━━━ Document segment

Sunday, November 3, 2019

HECATE'S DAUGHTER: LISTENING FOR THE CRIES OF THE WORLD

This is from an old 2018 blog post, never more relevant than today.


Hecate, goddess of thresholds, mystery, magic, and the moon, via Jean Bakula, www.jeanbakula@exemplore.com


Silence. 
Beautiful, deep, alive silence.

Outside, rattle and roar of wind against windows. Inside, the quiet of a hundred people sitting in meditation, inhaling, exhaling the peace of this space. Dozens of small story fires radiate through candle flames. A carved wooden statue of Avalokitashvara, the Buddhist goddess of compassion, stands on the altar, as loose and graceful as an unfurling wave. 

It's New Year's Eve. Twenty blocks north is Times Square, with its screaming millions. Here, a different plane, one that I've been craving. I have chosen to welcome my new year at the annual New York Zen Center for Contemplative Care sit with other like-minded, softhearted New Yorkers trying to get through these noisy and scary times with equanimity. 

Why here? I am attracted to ZenCare's mission of offering solace and companionship to suffering people, including those at the end of their lives. During their dharma talks this evening, the two guiding teachers, Robert Chodo Cambell and Koshin Paley Ellison, invite us to lay aside resolutions, which we'd be sure to fall away from by mid-January. Instead, they ask us to consider a quality we want to embody and nourish in our world in 2018. They suggest that embodying is an expression of giving birth, bringing a gift from within ourselves, is a Divine Feminine way of stepping into the new year rather than the conventional patriarchal notion of reaching out or making something happen in the material world.
I exhale. This is an easy one for me. 

Listening. It is what I do, have always done, since I was a pesky little girl tugging on my father’s pants leg: “Tell me a story, Daddy.” I have been saying virtually the same thing – tell me a story – ever since, as a comparative literature student, a reporter, and since 1994, a healing story counselor. “Tell me your story.”

━━━━━━
━━━ Extracted records

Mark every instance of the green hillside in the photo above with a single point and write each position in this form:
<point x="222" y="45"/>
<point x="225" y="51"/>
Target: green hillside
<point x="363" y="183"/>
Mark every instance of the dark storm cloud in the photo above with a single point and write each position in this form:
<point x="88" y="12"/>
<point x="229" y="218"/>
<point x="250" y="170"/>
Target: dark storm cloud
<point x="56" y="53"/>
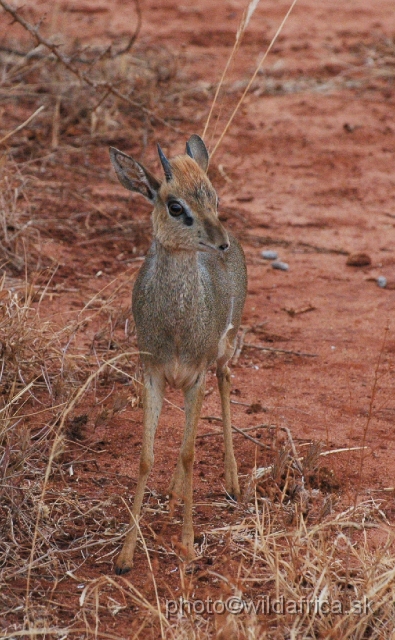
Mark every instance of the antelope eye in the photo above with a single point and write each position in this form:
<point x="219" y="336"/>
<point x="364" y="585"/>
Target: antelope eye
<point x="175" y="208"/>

━━━━━━
━━━ Extracted records

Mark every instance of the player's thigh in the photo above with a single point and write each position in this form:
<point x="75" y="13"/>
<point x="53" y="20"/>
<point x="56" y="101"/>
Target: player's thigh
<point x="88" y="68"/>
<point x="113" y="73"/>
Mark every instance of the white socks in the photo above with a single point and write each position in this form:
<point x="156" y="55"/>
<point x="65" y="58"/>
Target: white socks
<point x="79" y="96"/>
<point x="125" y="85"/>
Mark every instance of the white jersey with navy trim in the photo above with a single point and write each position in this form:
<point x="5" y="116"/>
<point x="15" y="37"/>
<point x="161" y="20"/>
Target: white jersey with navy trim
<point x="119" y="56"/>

━━━━━━

Set task A
According to the blog post, who were the two guiding teachers who gave dharma talks that evening?
Set task B
Reproduce the passage of the blog post word for word, starting at "Outside, rattle and" and ending at "an unfurling wave.".

Task result A
Robert Chodo Cambell and Koshin Paley Ellison

Task result B
Outside, rattle and roar of wind against windows. Inside, the quiet of a hundred people sitting in meditation, inhaling, exhaling the peace of this space. Dozens of small story fires radiate through candle flames. A carved wooden statue of Avalokitashvara, the Buddhist goddess of compassion, stands on the altar, as loose and graceful as an unfurling wave.